ASSIGNED TASK 1 :: In the Hasura observability guide, how is observability defined?
ASSIGNED TASK 2 :: Carry the Hasura observability guide forward from its last sentence.

DOCUMENT EXCERPT ::
▶

Best Practices Guide for GraphQL Observability with Hasura [Part 1]

Hasura is an open-source product that accelerates API development by 10x by instantly giving you GraphQL or REST APIs on your data. Hasura plays a central role in your application stack as it can call out to your other services and databases while adding authorization and caching on top. Your development teams can quickly access critical data that powers their applications. Please see our website for more information.

Note: This is a multi-part series. The current post delves into the various Observability metrics relevant for apps built with GraphQL / REST APIs. In the next parts, we will talk about the use cases and how Hasura specifically solves them.

Observability

As your app grows and becomes more complex, it becomes increasingly difficult to understand how it is used and performs. This is where observability comes in. Observability is the ability to gauge a system’s internal conditions by looking at its outputs, such as metrics or logs. Observability means you can:

Gain insights into the functionality and health of your systems, collect data, visualize them, and set up alerts for potential problems.

◀

GIVEN ENTRIES ::
▶

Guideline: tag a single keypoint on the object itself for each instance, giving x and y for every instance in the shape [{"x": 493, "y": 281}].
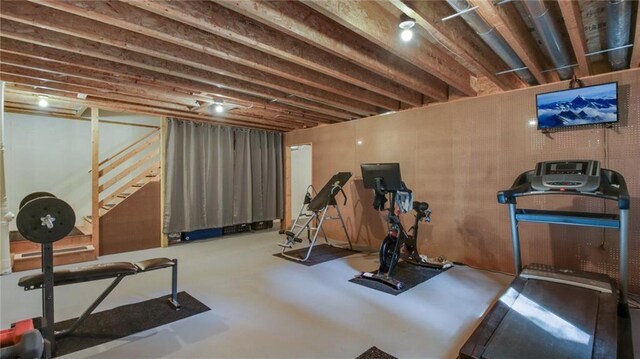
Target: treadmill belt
[{"x": 547, "y": 320}]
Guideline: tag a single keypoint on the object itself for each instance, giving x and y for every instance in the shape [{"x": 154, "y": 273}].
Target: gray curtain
[
  {"x": 199, "y": 172},
  {"x": 257, "y": 191},
  {"x": 218, "y": 176}
]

◀

TASK OUTPUT 1 :: Observability is the ability to gauge a system's internal conditions by looking at its outputs, such as metrics or logs.

TASK OUTPUT 2 ::
Have distributed tracing provide end-to-end visibility into actual requests and code, helping you improve your application’s performance.
Audit, debug, and analyze logs from all your services, apps, and platforms at scale.

Because Hasura can act as a central gateway for your application stack, we take observability very seriously.

SLOs, SLIs, and the Three Pillars

The path to thoroughly observing any app is to ensure you have your SLOs defined, SLIs identified, and telemetry data that enable the collection of those SLIs. In production, your SRE team would define service level objectives (SLO) that are intended to measure the reliability of your app. Each SLO is a target value or range of values for a service level measured by a service level indicator (SLI). For example, a service level indicator could be the number of requests per second, and an SLO could be that our app needs to be able to serve a minimum of ten thousand requests per second.

Once our SLOs and SLIs are defined, we use the three pillars of observability to ensure we are meeting our objectives.

The Three Pillars of Observability

Observability relies on three key pillars: logs, metrics, and traces. Access to these components does not automatically make systems more visible, but when used together, they can provide powerful tools for understanding a system’s internal state.

Metrics are used to determine if there’s a problem to begin with. They provide snapshots of a system’s metadata, such as server resources used or requests per second. Metrics can monitor performance, identify trends, and set alerts for potential troubles.
Traces, used to find where the problem is, provide end-to-end visibility into a system’s operations by tracing requests through all the different services. Traces can show how a system is functioning, identify bottlenecks, and improve performance.
Logs, used to determine what the problem is, provide timestamped messages of events in a system. You can use them to debug issues.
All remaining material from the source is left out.